Within twenty minutes she calls me back and advises me she sees tickets for sale on Ebay, some brokers with as many as thirty tickets. Now my curiousity is really piqued. Ticketmaster limited ticket sales to six tickets per customer. They were able to sell to three customers in twelve minutes at the location I went tom which totals eighteen tickets. How then were Ebayers able to get so many tickets in that same time period?
The only conclusion I can draw is that Ticketmaster directly sells a bulk of their tickets directly to brokers, never offering them for sale to the general public, which I think violates their implicit, if not explicit, representations to the public.
Anyone here works for Ticketmaster, or knows someone who does? Anyone know the scoop? I think there is a potential case against Ticketmaster if they are indeed culling significant quantities of tickets for brokers and internet ticket agents and not informing the buying public of their business practice. If I had more time on my hands, I might pursue such an action.
Follow Ups:
If Pearl Jam couldn't do anything about it, I don't know what chance we might have...
What does it take to get middle of the auditorium seats?

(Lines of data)

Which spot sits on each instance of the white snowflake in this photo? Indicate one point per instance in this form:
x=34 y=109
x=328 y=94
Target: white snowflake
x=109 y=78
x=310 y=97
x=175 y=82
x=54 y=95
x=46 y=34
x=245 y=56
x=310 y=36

Task requirements:
a) Answer these about the Ticketmaster post:
(i) How many tickets per customer did Ticketmaster allow?
(ii) How many tickets did some brokers on Ebay have for sale?
(iii) Which band is named in the follow-ups?
b) Write what comes next in the Ticketmaster post, picking up after its final line.

Expected responses:
a)
(i) Six
(ii) As many as thirty
(iii) Pearl Jam

b)
You have made it to the ticket purchasing page. Now, you are confronted by a confusing array of choices of venue sections and levels of pricing. Or you can select "any price" and "best available." You would think that you would get the best available seats this way. But this is not always the case! For example, the computer will probably sell you seats near the back of the floor before selling you close loge seats! And the loge seats are better than those rear floor seats! The computer divides up the venue from most desirable to least desriable and you can see this number on your ticket (an "X" comes after the number). If you select "best available" the computer will automatically sell you the lowest "X" that is available. So for example, I select best available and the computer coughs up a crappy rear orchestra seat. But if I force the selection "loge," tada, I see a great loge seat for sale.Now you ask how to a get middle-of-the auditorium seats. Here's where using both the price and section selectors helps. Before the concert even goes on sale, see what the price structure is. Then, when it comes time to buy the seats, use a combination of price and section to zero in on what you want. Select "floor" or "orchestra" for section, then see what the prices you can select. If there are two or three prices, select, perhaps, the middle one. Now you have set yourself up to get the best available middle seats on the floor, while others who simply selected "any price" and "best available" are being offered expensive front-of-house seats (which is fine if that's what they wanted.)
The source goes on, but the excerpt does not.